▶ **ASSIGNED TASK**:
Format the data below as a numbered list, leaving out blank lines.

▶

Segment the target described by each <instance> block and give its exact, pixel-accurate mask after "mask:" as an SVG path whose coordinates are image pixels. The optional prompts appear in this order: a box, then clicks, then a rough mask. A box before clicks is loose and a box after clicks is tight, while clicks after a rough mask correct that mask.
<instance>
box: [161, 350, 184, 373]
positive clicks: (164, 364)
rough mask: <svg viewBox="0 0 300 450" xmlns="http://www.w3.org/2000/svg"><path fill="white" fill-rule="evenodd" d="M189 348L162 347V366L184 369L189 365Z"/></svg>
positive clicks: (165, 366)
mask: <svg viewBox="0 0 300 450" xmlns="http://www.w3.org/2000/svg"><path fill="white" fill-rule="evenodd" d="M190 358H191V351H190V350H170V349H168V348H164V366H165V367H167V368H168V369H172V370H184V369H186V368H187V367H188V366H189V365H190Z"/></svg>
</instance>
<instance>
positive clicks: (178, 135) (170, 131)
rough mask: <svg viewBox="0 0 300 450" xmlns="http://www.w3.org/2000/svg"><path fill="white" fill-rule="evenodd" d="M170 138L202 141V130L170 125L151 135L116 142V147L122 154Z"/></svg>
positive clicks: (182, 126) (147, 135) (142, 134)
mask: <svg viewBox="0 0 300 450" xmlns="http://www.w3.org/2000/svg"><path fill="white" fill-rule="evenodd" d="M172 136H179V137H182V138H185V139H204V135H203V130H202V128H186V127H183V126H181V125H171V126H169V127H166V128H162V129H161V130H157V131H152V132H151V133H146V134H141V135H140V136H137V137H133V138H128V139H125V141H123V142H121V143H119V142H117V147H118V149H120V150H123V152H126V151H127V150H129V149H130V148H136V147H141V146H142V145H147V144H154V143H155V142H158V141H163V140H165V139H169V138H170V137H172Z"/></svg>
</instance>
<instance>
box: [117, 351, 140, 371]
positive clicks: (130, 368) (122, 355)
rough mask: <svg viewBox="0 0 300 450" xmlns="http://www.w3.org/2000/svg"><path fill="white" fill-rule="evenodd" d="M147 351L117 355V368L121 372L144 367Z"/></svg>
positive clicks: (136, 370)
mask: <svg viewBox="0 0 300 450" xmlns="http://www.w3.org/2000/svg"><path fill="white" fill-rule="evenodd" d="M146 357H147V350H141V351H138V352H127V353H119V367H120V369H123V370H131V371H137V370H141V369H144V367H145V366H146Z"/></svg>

◀

▶ **FINISHED EXERCISE**:
1. Segment the target described by each <instance> block and give its exact, pixel-accurate mask after "mask:" as an SVG path whose coordinates are image pixels. The optional prompts appear in this order: a box, then clicks, then a rough mask. A box before clicks is loose and a box after clicks is tight, while clicks after a rough mask correct that mask.
2. <instance>
3. box: [161, 350, 184, 373]
4. positive clicks: (164, 364)
5. rough mask: <svg viewBox="0 0 300 450" xmlns="http://www.w3.org/2000/svg"><path fill="white" fill-rule="evenodd" d="M189 348L162 347V366L184 369L189 365Z"/></svg>
6. positive clicks: (165, 366)
7. mask: <svg viewBox="0 0 300 450" xmlns="http://www.w3.org/2000/svg"><path fill="white" fill-rule="evenodd" d="M190 358H191V351H190V350H170V349H168V348H164V366H165V367H167V368H168V369H172V370H184V369H186V368H187V367H188V366H189V365H190Z"/></svg>
8. </instance>
9. <instance>
10. positive clicks: (178, 135) (170, 131)
11. rough mask: <svg viewBox="0 0 300 450" xmlns="http://www.w3.org/2000/svg"><path fill="white" fill-rule="evenodd" d="M170 138L202 141V130L170 125L151 135L116 142V147L122 154Z"/></svg>
12. positive clicks: (182, 126) (147, 135) (142, 134)
13. mask: <svg viewBox="0 0 300 450" xmlns="http://www.w3.org/2000/svg"><path fill="white" fill-rule="evenodd" d="M172 136H179V137H182V138H185V139H204V135H203V130H202V128H186V127H183V126H181V125H171V126H169V127H166V128H162V129H161V130H157V131H152V132H151V133H146V134H141V135H140V136H137V137H133V138H128V139H125V141H123V142H121V143H119V142H117V147H118V149H120V150H123V152H126V151H127V150H129V149H130V148H136V147H141V146H142V145H147V144H154V143H155V142H158V141H163V140H165V139H169V138H170V137H172Z"/></svg>
14. </instance>
15. <instance>
16. box: [117, 351, 140, 371]
17. positive clicks: (130, 368) (122, 355)
18. rough mask: <svg viewBox="0 0 300 450" xmlns="http://www.w3.org/2000/svg"><path fill="white" fill-rule="evenodd" d="M147 351L117 355V368L121 372L144 367Z"/></svg>
19. positive clicks: (136, 370)
20. mask: <svg viewBox="0 0 300 450" xmlns="http://www.w3.org/2000/svg"><path fill="white" fill-rule="evenodd" d="M146 357H147V350H141V351H138V352H127V353H119V367H120V369H123V370H131V371H137V370H141V369H144V367H145V366H146Z"/></svg>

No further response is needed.